### Bibliotecas

In [1]:
import pandas as pd
import numpy as np
from scipy.fftpack import fft
from scipy.stats import norm
import pywt
from aeon.classification.distance_based import KNeighborsTimeSeriesClassifier
from sklearn import svm
from sklearn.ensemble import RandomForestClassifier, GradientBoostingClassifier
from sklearn.naive_bayes import GaussianNB
import xgboost as xgb
#from sklearn.model_selection import LeaveOneOut
from tqdm import tqdm

#SAX e DWT grindSearch
from sklearn.model_selection import GridSearchCV
from sklearn.pipeline import Pipeline
from sklearn.base import BaseEstimator, TransformerMixin


### Dados

In [3]:
try:
    train_data = pd.read_csv('MSC\CSV_Dissertação\Beef_TRAIN.csv')
    test_data = pd.read_csv('MSC\CSV_Dissertação\Beef_TEST.csv')
except FileNotFoundError:
    print("Ensure the CSV files are in the correct path.")
    raise

X_train = train_data.drop('target', axis=1).values
y_train = train_data['target'].values

X_test = test_data.drop('target', axis=1).values
y_test = test_data['target'].values

### Função SAX

In [4]:
def sax_transform(series, w, a):
    paa = [series[i:i + w].mean() for i in range(0, len(series), w)]
    
    if np.std(paa) != 0:
        paa = (paa - np.mean(paa)) / np.std(paa)
    else:
        paa = paa - np.mean(paa)
    
    breakpoints = norm.ppf(np.linspace(0, 1, a+1)[1:-1])
    sax_symbols = np.array(range(a))
    sax_representation = sax_symbols[np.digitize(paa, breakpoints)]
    
    return sax_representation

### Função de transformação dos dados

In [5]:
def transform_data(X):
    a = 3
    w = 5
    

    X_sax = np.array([sax_transform(row, w, a) for row in X])
    X_fft = np.abs(fft(X, axis=1))
    
    coeffs_cA, coeffs_cD = pywt.dwt(X, 'db4', axis=1)
    X_dwt = np.hstack((coeffs_cA, coeffs_cD))
    
    X_paa = np.column_stack([X[:, i:i+2].mean(axis=1) for i in range(0, X.shape[1], 2)])

    return {
        "TS": X,
        "FFT": X_fft,
        "DWT": X_dwt,
        "PAA": X_paa,
        "SAX": X_sax
    }

### Seleção do modelo extrator e modelo classificador

In [6]:
def select_model(option, random_state):
    if option == '1nn':
        return KNeighborsTimeSeriesClassifier(distance='euclidean', n_neighbors=1)
    elif option == '5nn':
        return KNeighborsTimeSeriesClassifier(distance='dtw', n_neighbors=1)
    elif option == 'svm':
        return svm.SVC(C=100, gamma=0.01, kernel='rbf', probability=True)
    elif option == 'gbc':
        return GradientBoostingClassifier(n_estimators=100, random_state=random_state)
    elif option == 'nb':
        return GaussianNB()
    elif option == 'xgb':
        return xgb.XGBClassifier(random_state=random_state)

# Desafio A:
Reproduza do notebook, sem alterar nada, o trecho que vai de "return sax_representation" até "X_fft = np.abs(fft(X, axis=1))".
# Desafio B:
Passe para o português a frase "Ensure the CSV files are in the correct path.", que está no notebook.
# Desafio C:
Dê continuidade ao notebook a partir da última linha mostrada.

# Linhas:
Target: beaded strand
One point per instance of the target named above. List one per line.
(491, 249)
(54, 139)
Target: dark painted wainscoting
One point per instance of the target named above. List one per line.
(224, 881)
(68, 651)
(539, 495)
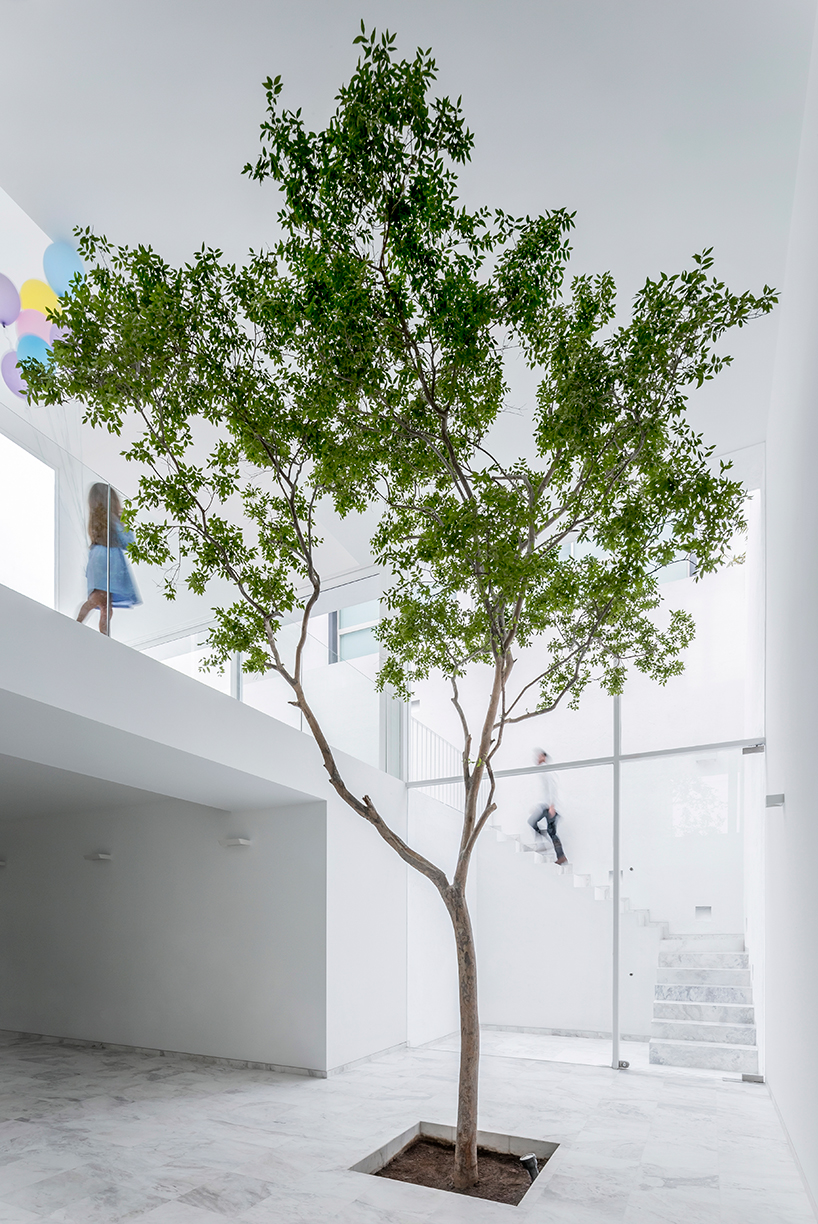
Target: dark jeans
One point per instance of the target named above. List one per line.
(551, 823)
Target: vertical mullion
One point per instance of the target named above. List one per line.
(615, 891)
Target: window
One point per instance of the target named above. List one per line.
(350, 632)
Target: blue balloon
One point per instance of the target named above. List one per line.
(32, 347)
(60, 263)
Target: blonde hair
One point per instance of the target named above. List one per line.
(98, 496)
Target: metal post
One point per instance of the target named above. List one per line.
(108, 569)
(615, 994)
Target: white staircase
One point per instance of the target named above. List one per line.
(543, 853)
(703, 1005)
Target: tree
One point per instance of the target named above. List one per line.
(361, 359)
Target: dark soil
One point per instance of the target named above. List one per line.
(430, 1162)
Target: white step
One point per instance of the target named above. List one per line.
(703, 1031)
(715, 1012)
(704, 960)
(690, 992)
(705, 977)
(696, 943)
(742, 1059)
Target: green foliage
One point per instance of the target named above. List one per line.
(361, 359)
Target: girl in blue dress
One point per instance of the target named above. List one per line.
(123, 589)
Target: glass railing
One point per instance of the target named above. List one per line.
(61, 544)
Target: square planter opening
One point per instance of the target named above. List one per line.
(424, 1153)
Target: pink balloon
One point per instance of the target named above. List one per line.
(12, 376)
(33, 322)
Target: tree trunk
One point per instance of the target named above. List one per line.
(465, 1149)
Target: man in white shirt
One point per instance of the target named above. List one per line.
(546, 813)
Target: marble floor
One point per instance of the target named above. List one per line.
(90, 1136)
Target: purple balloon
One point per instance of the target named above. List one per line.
(12, 376)
(9, 301)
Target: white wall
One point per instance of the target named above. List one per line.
(544, 950)
(431, 970)
(366, 930)
(178, 943)
(792, 678)
(72, 699)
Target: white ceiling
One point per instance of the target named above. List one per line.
(669, 126)
(31, 788)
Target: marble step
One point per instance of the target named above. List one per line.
(703, 1031)
(703, 960)
(742, 1059)
(694, 943)
(677, 992)
(715, 1012)
(705, 977)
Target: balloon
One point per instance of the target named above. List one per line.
(32, 347)
(9, 301)
(31, 322)
(11, 376)
(37, 295)
(60, 263)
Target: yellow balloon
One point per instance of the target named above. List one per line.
(37, 295)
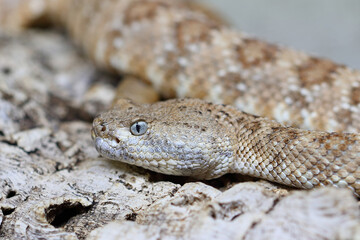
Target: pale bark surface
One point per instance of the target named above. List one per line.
(53, 184)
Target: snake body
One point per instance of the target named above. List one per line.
(185, 52)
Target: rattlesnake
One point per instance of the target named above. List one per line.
(184, 51)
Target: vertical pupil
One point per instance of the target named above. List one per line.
(138, 127)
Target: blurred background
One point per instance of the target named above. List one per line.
(327, 28)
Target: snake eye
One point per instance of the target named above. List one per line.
(138, 128)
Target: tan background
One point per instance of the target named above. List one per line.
(329, 28)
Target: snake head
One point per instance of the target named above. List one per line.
(175, 137)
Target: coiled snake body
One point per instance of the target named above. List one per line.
(186, 52)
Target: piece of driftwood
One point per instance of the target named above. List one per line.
(54, 185)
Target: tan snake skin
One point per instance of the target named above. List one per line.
(184, 52)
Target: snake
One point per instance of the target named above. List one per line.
(216, 81)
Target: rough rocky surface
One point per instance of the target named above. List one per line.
(53, 184)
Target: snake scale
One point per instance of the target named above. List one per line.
(310, 107)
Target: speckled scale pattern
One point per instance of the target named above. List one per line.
(195, 138)
(184, 52)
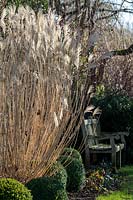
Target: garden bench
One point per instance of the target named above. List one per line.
(94, 142)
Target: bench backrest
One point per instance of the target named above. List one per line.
(92, 129)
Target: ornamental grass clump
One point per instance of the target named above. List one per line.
(38, 59)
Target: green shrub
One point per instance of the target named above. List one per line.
(75, 172)
(59, 174)
(11, 189)
(46, 188)
(73, 153)
(50, 188)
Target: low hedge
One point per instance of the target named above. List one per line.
(50, 188)
(11, 189)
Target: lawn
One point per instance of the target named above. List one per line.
(126, 190)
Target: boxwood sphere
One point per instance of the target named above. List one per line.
(50, 188)
(11, 189)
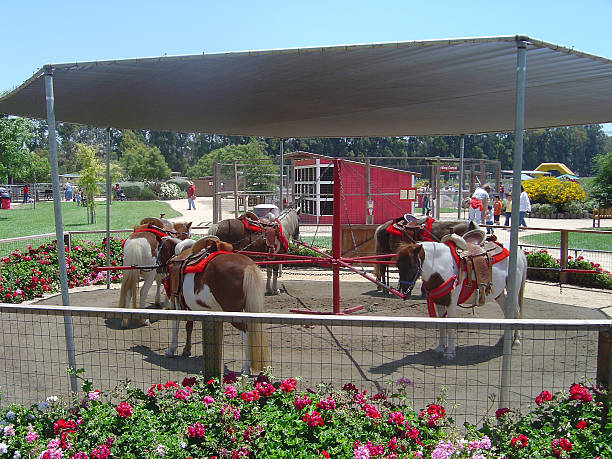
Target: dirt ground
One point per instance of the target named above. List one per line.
(373, 358)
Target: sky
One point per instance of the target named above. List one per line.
(35, 32)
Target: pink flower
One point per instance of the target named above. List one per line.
(124, 410)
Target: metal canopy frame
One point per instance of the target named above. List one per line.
(438, 87)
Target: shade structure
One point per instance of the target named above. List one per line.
(441, 87)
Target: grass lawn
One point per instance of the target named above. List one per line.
(26, 221)
(584, 241)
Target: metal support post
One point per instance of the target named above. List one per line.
(59, 230)
(235, 189)
(369, 218)
(336, 238)
(108, 199)
(461, 173)
(513, 284)
(282, 167)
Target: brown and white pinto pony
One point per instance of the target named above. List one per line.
(150, 244)
(234, 231)
(435, 263)
(388, 242)
(229, 282)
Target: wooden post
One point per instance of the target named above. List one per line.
(212, 349)
(563, 255)
(604, 360)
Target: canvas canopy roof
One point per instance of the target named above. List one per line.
(442, 87)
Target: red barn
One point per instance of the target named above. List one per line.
(391, 190)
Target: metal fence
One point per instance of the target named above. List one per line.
(374, 353)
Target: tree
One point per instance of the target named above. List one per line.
(92, 172)
(140, 161)
(260, 174)
(15, 133)
(603, 180)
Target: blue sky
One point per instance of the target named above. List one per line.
(37, 32)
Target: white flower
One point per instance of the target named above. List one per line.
(42, 406)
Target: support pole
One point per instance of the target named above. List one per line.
(336, 238)
(461, 173)
(282, 167)
(513, 284)
(369, 218)
(235, 189)
(108, 199)
(59, 230)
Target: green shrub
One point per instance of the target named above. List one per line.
(183, 184)
(147, 194)
(132, 190)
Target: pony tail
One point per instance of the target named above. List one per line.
(254, 289)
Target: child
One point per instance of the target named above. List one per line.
(497, 206)
(489, 219)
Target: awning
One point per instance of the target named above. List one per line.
(442, 87)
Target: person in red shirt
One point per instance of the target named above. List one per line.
(191, 196)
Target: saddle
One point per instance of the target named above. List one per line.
(476, 254)
(412, 229)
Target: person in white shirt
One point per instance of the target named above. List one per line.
(479, 203)
(524, 208)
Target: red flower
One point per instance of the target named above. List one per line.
(313, 419)
(288, 385)
(124, 410)
(519, 442)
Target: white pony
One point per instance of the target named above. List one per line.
(434, 261)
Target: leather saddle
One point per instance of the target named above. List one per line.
(475, 253)
(410, 227)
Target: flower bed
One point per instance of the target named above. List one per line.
(32, 273)
(542, 259)
(264, 418)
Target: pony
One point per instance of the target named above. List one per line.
(227, 282)
(388, 243)
(436, 263)
(269, 239)
(150, 244)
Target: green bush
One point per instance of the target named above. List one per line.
(147, 194)
(132, 190)
(183, 184)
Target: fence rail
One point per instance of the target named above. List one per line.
(370, 351)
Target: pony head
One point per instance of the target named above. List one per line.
(409, 262)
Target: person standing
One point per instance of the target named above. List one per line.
(478, 204)
(525, 207)
(191, 196)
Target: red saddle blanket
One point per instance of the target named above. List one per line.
(201, 265)
(149, 230)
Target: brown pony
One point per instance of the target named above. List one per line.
(147, 247)
(234, 231)
(228, 282)
(387, 243)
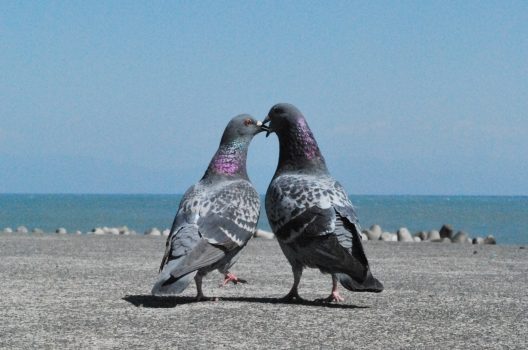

# Resposta escrita A:
return sax_representation

### Função de transformação dos dados

In [5]:
def transform_data(X):
    a = 3
    w = 5
    

    X_sax = np.array([sax_transform(row, w, a) for row in X])
    X_fft = np.abs(fft(X, axis=1))

# Resposta escrita B:
Certifique-se de que os arquivos CSV estão no caminho correto.

# Resposta escrita C:
    else:
        return RandomForestClassifier(n_estimators=100,random_state=random_state)

### Treino do modelos extrator e classificador

In [7]:
def train_with_meta_classifier(X_train, y_train, base_option='random_forest', meta_option='1nn', random_state=42):
    trained_models = {}  # Salvar modelos treinados para cada transformação
    
    X_train_transformed = transform_data(X_train)  # Transformar todo o conjunto de treino

    # Treinar um modelo para cada transformação e salvar no dicionário
    for rep, X_trans in tqdm(X_train_transformed.items(), ascii=True, desc="Training Base Models"):
        model = select_model(base_option, random_state)
        model.fit(X_trans, y_train)
        trained_models[rep] = model
        
    # Preparar dados para o meta-classificador
    meta_features = []
    for i in range(X_train.shape[0]):
        instance_features = []
        for rep, model in trained_models.items():
            proba = model.predict_proba(X_train_transformed[rep][i].reshape(1, -1))
            instance_features.extend(proba[0])
        meta_features.append(instance_features)
    
    meta_features = np.array(meta_features)
    
    # Treinar o meta-classificador
    meta_classifier = select_model(meta_option, random_state)
    meta_classifier.fit(meta_features, y_train)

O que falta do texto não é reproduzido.